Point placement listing
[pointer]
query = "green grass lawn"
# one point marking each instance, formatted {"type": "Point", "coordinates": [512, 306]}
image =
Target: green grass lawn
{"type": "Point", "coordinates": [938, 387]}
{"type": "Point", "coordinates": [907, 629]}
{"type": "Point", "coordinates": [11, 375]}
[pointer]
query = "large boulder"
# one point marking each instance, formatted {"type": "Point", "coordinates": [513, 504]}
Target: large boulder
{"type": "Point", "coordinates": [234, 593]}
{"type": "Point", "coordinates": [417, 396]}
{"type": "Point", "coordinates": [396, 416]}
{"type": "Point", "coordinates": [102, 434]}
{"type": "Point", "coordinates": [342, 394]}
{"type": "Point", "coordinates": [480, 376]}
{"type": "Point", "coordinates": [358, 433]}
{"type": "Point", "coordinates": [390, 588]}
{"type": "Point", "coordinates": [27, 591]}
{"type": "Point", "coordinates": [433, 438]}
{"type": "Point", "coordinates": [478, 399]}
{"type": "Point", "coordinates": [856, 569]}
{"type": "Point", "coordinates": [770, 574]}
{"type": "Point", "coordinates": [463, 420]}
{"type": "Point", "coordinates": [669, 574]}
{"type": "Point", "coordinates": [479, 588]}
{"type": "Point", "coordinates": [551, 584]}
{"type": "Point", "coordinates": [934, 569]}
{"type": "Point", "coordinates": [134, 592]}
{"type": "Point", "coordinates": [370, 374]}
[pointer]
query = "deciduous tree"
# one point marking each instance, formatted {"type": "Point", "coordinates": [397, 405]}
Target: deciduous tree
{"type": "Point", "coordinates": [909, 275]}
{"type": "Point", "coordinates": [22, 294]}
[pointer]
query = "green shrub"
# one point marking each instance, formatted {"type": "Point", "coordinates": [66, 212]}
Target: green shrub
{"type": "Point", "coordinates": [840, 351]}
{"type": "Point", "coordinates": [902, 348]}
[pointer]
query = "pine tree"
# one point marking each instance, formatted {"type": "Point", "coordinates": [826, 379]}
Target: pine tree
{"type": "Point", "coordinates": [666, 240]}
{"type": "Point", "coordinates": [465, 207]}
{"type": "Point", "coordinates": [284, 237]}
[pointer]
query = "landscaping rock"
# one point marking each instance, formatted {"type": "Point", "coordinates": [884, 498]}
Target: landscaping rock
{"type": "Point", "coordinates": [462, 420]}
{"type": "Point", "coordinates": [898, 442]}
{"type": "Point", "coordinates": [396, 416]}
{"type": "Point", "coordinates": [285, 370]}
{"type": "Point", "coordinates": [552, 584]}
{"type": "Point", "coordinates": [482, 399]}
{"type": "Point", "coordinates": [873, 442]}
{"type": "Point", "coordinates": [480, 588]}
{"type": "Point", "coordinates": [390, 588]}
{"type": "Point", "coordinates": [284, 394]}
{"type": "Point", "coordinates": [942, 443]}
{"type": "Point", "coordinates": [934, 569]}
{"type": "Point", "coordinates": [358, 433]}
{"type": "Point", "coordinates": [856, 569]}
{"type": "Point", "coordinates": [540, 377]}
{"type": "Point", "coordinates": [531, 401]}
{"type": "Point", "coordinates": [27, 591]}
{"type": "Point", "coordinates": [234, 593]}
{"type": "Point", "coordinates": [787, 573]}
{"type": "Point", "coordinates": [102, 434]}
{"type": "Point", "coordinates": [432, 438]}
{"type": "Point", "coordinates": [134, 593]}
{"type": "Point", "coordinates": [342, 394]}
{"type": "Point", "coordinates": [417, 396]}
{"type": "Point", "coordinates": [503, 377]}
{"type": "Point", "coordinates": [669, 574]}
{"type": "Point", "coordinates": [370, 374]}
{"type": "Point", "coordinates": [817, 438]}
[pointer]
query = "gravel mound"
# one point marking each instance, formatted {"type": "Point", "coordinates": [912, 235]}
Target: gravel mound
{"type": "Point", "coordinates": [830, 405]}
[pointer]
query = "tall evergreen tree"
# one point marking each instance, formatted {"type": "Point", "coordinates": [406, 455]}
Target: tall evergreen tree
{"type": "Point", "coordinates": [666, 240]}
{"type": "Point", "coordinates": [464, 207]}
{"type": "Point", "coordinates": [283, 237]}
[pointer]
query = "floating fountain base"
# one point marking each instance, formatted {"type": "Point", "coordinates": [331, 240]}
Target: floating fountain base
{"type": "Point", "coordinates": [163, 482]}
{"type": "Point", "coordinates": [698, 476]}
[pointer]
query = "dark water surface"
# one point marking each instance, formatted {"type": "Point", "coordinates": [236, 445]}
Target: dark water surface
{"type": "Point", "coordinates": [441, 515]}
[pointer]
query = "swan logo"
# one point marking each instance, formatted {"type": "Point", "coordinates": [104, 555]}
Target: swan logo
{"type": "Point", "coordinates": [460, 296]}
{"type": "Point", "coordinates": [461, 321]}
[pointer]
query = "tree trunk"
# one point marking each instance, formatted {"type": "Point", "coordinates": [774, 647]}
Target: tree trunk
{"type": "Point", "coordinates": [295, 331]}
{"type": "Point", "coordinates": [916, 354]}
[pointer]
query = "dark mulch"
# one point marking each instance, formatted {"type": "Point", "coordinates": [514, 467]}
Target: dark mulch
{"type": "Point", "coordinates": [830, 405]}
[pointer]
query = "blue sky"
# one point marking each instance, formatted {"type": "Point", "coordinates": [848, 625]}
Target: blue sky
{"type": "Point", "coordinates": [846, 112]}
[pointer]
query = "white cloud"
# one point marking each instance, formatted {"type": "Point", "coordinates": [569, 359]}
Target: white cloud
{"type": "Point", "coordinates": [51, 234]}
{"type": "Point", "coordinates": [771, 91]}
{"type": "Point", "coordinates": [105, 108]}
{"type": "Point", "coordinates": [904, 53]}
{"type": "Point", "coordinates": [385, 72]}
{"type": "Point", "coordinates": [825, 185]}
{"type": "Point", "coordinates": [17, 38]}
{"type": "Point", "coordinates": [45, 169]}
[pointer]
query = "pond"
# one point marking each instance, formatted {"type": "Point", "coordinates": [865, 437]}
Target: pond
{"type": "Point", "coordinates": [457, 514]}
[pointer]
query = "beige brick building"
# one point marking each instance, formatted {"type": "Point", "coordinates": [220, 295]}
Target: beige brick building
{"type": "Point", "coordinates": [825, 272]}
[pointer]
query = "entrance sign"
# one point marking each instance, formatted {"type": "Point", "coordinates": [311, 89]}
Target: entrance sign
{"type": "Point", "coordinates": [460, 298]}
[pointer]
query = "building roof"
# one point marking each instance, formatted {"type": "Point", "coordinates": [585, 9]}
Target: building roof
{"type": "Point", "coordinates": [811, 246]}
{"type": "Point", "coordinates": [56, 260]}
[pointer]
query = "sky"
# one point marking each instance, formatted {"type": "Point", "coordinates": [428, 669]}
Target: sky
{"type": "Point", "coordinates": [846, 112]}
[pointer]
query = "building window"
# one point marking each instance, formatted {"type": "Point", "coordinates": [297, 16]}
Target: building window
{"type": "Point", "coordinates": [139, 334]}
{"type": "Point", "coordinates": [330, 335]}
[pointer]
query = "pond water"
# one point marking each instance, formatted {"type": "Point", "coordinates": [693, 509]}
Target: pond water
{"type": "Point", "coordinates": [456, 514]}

■ Instruction:
Count the lines of the listing above that contain the string "landscaping", and give only that number.

■ Answer to this task:
2